-- Start Text to read --

And then the other side of the spectrum, on good days I'll look at it and think of what a great social tool it is and how connected I am to everyone. So many people I've met and so many friends I've made with it

Will admit though, there is always a disconnection from the online world and the real world and sometimes online I'm not always 100 percent myself, or I'm "too much myself" and say/do things I never would in person, but thats not all bad, its a constant reminder that the internet and the real world are 2 very different things and I wouldnt substitute the internet for the real world.

I'm still very much "me" online, the 2 worlds blend but I just catch myself acting differently online someitmes due to anominity or the lack of "face to face" interation which makes me more confident for some reason.

Still I guess it all comes down to what you want out of it, I mean you hear stories of people who cant leave the house who to them having that social contact has kept them going or of people who fell in love via the internet and went on to live happy lives together in the real world. (of course theres the darker side of things but I wont go into all that, everyone knows about that sort of thing)

-- End Text to read --
-- Start Extracted material --

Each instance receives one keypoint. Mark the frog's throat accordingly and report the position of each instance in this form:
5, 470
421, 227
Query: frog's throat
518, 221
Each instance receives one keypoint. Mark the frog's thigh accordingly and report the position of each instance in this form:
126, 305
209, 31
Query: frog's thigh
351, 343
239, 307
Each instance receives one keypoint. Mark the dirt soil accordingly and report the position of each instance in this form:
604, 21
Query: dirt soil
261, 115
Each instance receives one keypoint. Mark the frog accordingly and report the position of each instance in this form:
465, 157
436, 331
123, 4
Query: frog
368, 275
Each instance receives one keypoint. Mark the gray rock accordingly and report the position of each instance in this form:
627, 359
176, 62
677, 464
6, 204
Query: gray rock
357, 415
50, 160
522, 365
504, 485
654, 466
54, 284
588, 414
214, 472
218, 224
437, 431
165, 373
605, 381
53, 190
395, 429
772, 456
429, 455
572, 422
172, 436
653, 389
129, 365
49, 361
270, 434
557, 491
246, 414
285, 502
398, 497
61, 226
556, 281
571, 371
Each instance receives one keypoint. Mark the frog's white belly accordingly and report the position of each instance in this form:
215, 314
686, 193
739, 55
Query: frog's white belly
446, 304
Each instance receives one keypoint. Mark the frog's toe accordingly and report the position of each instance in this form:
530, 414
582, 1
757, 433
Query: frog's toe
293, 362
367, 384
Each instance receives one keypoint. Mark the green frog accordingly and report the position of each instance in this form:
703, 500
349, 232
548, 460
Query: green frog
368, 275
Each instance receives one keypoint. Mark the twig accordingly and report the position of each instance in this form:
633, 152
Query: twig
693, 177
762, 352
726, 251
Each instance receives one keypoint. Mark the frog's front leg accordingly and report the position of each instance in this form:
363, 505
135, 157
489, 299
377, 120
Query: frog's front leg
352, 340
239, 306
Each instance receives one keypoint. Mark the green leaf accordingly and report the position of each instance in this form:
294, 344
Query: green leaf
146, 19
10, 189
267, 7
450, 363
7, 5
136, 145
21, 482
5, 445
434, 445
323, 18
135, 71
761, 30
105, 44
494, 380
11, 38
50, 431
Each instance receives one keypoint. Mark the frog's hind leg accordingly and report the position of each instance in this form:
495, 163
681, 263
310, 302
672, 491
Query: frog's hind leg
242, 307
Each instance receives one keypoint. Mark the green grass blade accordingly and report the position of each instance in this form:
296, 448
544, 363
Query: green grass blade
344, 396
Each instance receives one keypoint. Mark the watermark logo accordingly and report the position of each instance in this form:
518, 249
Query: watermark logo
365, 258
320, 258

-- End Extracted material --

Exercise requirements
Continue the post about how online life compares with the real world, picking up after its last sentence.

Response to the exercise
Lonely? perhaps depending on your perspective but comes down to how you use it and what you want out of it.

Oh as for the meeting people you met online, I've done it 3 times, however I'm always very cautious, I've had other offers but turned them down. These people were all from England (for a start I cant afford plane tickets heh or to travel very far at all and I wouldnt want to just in case they did turn out to be "one of those" people and I have no easy way out or quick way to get home) and within a 20 mile radius of my home, all of them a sort of "small world" scenario where I was just as likely to run into them on the street or at a pub or something so was just another way to meet someone I was just as likely too without the internet.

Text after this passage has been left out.